Extract to read:
------------------------------------

First successful transplant of pig-heart to adult human, so far patient 'doing well'

January 12, 2022
by Thomas Dworetzky, Contributing Reporter
The 57-year-old patient was a dead man walking.

“It was either die or do this transplant. I want to live. I know it's a shot in the dark, but it's my last choice,” said David Bennett, the patient, a day before the historic surgery would put a genetically-modified pig heart into his chest.

The groundbreaking procedure, performed by University of Maryland School of Medicine (UMSOM) faculty at the University of Maryland Medical Center (UMMC), was the only option left for the Maryland man after he had been “deemed ineligible for a conventional heart transplant” based on his medical records — at UMMC as well as a number of other leading transplant centers, according to a center statement.

The breakthrough transplant has shown, for the first time, that an animal heart can take the place of a human one without immediate rejection — the dominant risk in any transplant surgery.

The surgery is the next step in “solving the organ shortage crisis,” noted Dr. Bartley P. Griffith, who led the team that transplanted the pig heart into Bennett. Griffith, a transplant surgery professor at UMSOM and director of the Cardiac Transplant Program at UMMC, told the New York Times after the successful 8-hour surgery, “It creates the pulse, it creates the pressure, it is his heart,” adding, “It’s working, and it looks normal. We are thrilled, but we don’t know what tomorrow will bring us. This has never been done before.”

The transplant is so cutting-edge that The U.S. Food and Drug Administration had to grant emergency compassionate use authorization for the procedure.

“The FDA used our data and data on the experimental pig to authorize the transplant in an end-stage heart disease patient who had no other treatment options," said UMSOM professor of surgery, Muhammad M. Mohiuddin, who established the Cardiac Xenotransplantation Program with Dr. Griffith, and also led the transplant team.

In addition to helping Bennett, the procedure yielded “valuable information to help the medical community improve this potentially lifesaving method in future patients,” he noted.

This new knowledge is critical because the present organ shortage is severe. Nearly 110,000 Americans are now awaiting a transplant, and over 6,000 patients die each year before they can have one of the lifesaving procedures.

------------------------------------

Referring expression pointing data
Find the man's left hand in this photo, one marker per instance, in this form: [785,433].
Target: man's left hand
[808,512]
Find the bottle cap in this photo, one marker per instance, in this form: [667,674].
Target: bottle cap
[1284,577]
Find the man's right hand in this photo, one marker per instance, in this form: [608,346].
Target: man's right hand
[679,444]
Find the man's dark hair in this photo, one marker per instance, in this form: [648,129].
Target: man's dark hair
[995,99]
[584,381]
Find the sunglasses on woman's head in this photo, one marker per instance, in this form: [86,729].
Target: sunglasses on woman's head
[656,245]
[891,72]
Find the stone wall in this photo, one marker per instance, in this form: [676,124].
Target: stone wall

------------------------------------

Description of the task:
Reproduce the passage of the pig-heart transplant article word for word, starting at the words "First successful transplant" and ending after the words "a center statement.".

Response box:
First successful transplant of pig-heart to adult human, so far patient 'doing well'

January 12, 2022
by Thomas Dworetzky, Contributing Reporter
The 57-year-old patient was a dead man walking.

“It was either die or do this transplant. I want to live. I know it's a shot in the dark, but it's my last choice,” said David Bennett, the patient, a day before the historic surgery would put a genetically-modified pig heart into his chest.

The groundbreaking procedure, performed by University of Maryland School of Medicine (UMSOM) faculty at the University of Maryland Medical Center (UMMC), was the only option left for the Maryland man after he had been “deemed ineligible for a conventional heart transplant” based on his medical records — at UMMC as well as a number of other leading transplant centers, according to a center statement.